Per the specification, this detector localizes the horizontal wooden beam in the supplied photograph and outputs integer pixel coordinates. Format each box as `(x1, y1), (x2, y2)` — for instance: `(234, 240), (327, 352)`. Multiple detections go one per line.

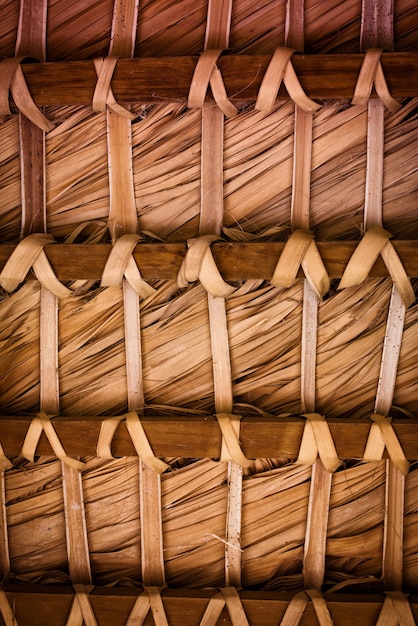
(0, 584), (418, 626)
(0, 414), (418, 460)
(13, 52), (418, 106)
(0, 241), (418, 280)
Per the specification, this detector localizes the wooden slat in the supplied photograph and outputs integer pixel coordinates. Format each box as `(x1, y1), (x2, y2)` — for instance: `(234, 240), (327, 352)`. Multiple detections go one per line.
(0, 585), (418, 626)
(0, 413), (418, 460)
(14, 52), (418, 106)
(0, 241), (418, 280)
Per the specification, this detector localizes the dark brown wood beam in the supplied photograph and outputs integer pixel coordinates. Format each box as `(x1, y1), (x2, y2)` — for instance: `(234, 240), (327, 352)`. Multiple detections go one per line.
(12, 52), (418, 106)
(0, 584), (418, 626)
(0, 414), (418, 460)
(0, 241), (418, 280)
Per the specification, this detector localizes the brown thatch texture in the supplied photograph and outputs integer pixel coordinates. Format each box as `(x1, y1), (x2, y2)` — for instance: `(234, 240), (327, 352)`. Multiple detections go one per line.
(0, 0), (418, 61)
(6, 458), (418, 589)
(0, 279), (418, 418)
(0, 100), (418, 241)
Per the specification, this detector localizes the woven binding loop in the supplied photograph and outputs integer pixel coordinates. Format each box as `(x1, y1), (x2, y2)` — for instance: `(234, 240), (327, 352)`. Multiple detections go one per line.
(199, 587), (250, 626)
(270, 230), (330, 298)
(280, 589), (334, 626)
(65, 584), (98, 626)
(255, 47), (321, 113)
(0, 443), (13, 472)
(0, 589), (19, 626)
(97, 411), (170, 474)
(187, 50), (238, 117)
(296, 413), (341, 474)
(177, 235), (235, 298)
(0, 233), (71, 298)
(216, 413), (251, 467)
(376, 591), (416, 626)
(363, 413), (409, 476)
(338, 226), (415, 308)
(351, 48), (401, 113)
(21, 412), (84, 471)
(0, 57), (54, 132)
(101, 234), (155, 299)
(125, 586), (168, 626)
(92, 57), (136, 120)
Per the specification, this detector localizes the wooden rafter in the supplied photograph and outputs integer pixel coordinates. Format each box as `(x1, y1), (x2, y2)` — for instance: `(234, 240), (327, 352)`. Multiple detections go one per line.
(0, 241), (418, 280)
(8, 52), (418, 106)
(0, 585), (418, 626)
(0, 412), (418, 460)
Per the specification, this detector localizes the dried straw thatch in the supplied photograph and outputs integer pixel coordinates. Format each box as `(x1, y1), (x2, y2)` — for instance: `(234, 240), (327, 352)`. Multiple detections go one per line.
(0, 0), (418, 626)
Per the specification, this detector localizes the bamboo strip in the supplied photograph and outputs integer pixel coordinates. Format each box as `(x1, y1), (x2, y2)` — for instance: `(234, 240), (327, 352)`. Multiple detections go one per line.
(361, 0), (406, 590)
(304, 459), (332, 589)
(0, 589), (19, 626)
(61, 463), (92, 585)
(140, 462), (165, 587)
(0, 469), (10, 581)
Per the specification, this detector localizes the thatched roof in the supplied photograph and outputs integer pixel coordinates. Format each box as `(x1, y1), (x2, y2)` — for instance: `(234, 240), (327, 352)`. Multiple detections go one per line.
(0, 0), (418, 626)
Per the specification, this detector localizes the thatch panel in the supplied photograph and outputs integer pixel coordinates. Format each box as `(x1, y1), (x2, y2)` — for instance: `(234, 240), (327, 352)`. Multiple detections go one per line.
(393, 0), (418, 52)
(0, 283), (40, 413)
(229, 0), (286, 54)
(135, 0), (207, 57)
(6, 458), (418, 590)
(132, 105), (201, 241)
(0, 0), (20, 58)
(46, 107), (109, 239)
(59, 287), (127, 415)
(47, 0), (114, 61)
(5, 459), (67, 581)
(0, 117), (22, 241)
(83, 458), (141, 585)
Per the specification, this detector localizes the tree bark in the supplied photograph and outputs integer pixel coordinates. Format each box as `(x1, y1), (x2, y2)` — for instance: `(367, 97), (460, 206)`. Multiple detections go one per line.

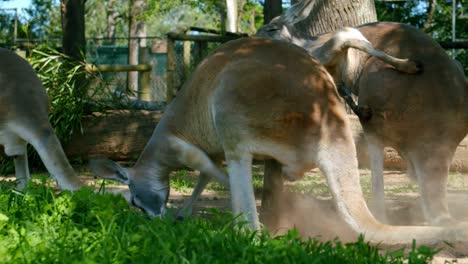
(106, 0), (119, 45)
(263, 0), (283, 24)
(423, 0), (437, 31)
(60, 0), (86, 60)
(226, 0), (237, 32)
(295, 0), (377, 36)
(127, 0), (146, 96)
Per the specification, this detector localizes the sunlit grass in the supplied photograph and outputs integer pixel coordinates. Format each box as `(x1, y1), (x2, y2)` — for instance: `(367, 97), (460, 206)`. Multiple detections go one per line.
(0, 178), (436, 263)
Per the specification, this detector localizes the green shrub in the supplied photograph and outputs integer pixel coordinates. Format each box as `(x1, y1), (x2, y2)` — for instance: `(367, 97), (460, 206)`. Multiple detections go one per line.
(0, 179), (435, 263)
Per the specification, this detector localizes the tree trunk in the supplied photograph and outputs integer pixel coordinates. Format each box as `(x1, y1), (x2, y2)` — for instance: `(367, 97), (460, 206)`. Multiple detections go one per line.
(423, 0), (437, 31)
(60, 0), (86, 60)
(127, 0), (146, 96)
(226, 0), (237, 32)
(263, 0), (283, 24)
(295, 0), (377, 36)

+ + + + + + +

■ AUFGABE: Sammle aus den Zeilen oben alle heraus, in denen das Wort „tree“ vorkommt, und schreib jede davon unverändert ab.

■ LÖSUNG:
Per the specification, this detector localizes the tree bark in the supplied photograph and outputs integer pixel coordinates. Format each box as `(x1, y1), (x2, y2)` — for instance: `(367, 97), (460, 206)`. Multiple detections go one per line.
Per the specification, this detector localizes the tree trunk in the supplied photograph and outputs integer pixel coordinates. Format each box as `(x1, y1), (x2, y2)` — for instance: `(367, 97), (460, 206)`. Multiple detections go one per line.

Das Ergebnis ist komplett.